## READING TEXT
-- BEGIN --

I have a function that takes in X as an argument and randomly picks an element from a 2D array.
The 2D array has thousands of elements, each of them has a different requirement on X, stored in arr[Y][1].
For example,
arr[0] should only be chosen when X is larger than 4. (arr[0][1] = 4+)
Then arr[33] should only be chosen when X is between 37 and 59. (arr[33][1] = 37!59)
And arr[490] should only be chosen when X is less than 79. (arr[490][1] = 79-)
And there are many more, most with a different X requirement.
What is the best way to tackle this problem that takes the least space, and least repetition of elements?
The worst way would be storing possible choices for each X in a 2D array. But that would cause a lot of repetition, costing too much memory.
Then, I have thought about using three arrays, separating X+ requirements, X- and X range. But it still sounds too basic to me, is there a better way?
One option here would be what's called "accept/reject sampling": you pick a random index i and check if the condition on X is satisfied for that index. If so, you return arr[i]. If not, you pick another index at random and repeat until you find something.

-- END --

[A series of rows]
-- BEGIN --

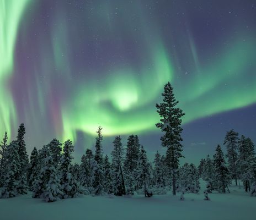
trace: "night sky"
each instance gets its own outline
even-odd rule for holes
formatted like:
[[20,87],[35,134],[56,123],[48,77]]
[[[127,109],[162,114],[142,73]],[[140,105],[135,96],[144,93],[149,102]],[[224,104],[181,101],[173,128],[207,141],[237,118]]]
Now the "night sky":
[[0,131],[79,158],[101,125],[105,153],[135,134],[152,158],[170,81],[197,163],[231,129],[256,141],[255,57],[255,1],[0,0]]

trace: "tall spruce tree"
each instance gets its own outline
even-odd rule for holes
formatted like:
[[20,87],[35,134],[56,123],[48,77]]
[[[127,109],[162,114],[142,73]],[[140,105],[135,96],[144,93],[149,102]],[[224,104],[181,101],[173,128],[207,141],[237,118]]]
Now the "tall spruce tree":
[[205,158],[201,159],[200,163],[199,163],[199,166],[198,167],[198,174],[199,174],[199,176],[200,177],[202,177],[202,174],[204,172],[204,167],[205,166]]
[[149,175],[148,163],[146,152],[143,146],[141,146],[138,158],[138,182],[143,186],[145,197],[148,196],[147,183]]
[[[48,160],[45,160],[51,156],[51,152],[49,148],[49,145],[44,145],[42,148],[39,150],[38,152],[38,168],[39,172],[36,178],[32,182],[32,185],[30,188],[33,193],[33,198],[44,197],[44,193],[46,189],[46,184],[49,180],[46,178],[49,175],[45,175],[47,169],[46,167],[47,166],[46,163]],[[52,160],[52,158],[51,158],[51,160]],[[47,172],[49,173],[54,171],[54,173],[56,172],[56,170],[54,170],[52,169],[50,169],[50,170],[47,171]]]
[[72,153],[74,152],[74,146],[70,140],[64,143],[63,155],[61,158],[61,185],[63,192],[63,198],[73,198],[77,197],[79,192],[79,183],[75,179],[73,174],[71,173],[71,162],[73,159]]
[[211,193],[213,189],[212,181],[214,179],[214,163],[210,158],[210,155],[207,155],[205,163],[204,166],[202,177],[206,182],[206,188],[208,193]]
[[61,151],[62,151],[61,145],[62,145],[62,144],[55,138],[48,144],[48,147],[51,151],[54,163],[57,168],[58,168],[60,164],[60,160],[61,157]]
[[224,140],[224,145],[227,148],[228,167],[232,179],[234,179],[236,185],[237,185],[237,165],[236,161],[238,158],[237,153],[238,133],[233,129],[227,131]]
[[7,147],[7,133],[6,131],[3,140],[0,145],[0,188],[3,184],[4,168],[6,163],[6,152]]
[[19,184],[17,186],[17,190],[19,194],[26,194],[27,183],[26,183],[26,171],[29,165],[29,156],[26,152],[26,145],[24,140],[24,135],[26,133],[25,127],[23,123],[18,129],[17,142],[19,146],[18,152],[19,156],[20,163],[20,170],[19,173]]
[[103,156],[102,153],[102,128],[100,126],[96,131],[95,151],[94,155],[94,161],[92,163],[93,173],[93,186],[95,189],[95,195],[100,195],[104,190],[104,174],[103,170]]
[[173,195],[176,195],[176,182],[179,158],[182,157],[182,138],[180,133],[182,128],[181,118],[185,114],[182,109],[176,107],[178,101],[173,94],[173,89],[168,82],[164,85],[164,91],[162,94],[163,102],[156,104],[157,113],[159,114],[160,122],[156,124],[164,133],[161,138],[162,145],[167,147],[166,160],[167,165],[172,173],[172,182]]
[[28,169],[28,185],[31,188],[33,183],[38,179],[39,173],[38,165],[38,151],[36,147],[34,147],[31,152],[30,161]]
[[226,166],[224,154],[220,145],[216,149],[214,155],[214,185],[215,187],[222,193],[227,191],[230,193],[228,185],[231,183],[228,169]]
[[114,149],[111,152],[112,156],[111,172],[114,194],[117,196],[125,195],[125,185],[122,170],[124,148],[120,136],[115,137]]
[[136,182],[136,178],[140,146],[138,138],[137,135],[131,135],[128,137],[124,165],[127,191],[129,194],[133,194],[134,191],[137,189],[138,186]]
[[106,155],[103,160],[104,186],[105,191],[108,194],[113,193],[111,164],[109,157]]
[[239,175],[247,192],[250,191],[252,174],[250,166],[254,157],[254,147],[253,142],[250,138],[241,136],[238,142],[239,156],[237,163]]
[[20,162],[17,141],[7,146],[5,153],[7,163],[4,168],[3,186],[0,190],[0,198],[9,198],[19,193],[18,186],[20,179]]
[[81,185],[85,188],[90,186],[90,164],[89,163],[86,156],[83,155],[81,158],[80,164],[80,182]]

-- END --

## WHAT YOU WILL DO
Please state what the accept/reject sampling described in the forum thread on randomly picking array elements does when the chosen index fails the condition on X.

## RESULT OF THIS TASK
It picks another index at random and repeats until it finds one that satisfies the condition.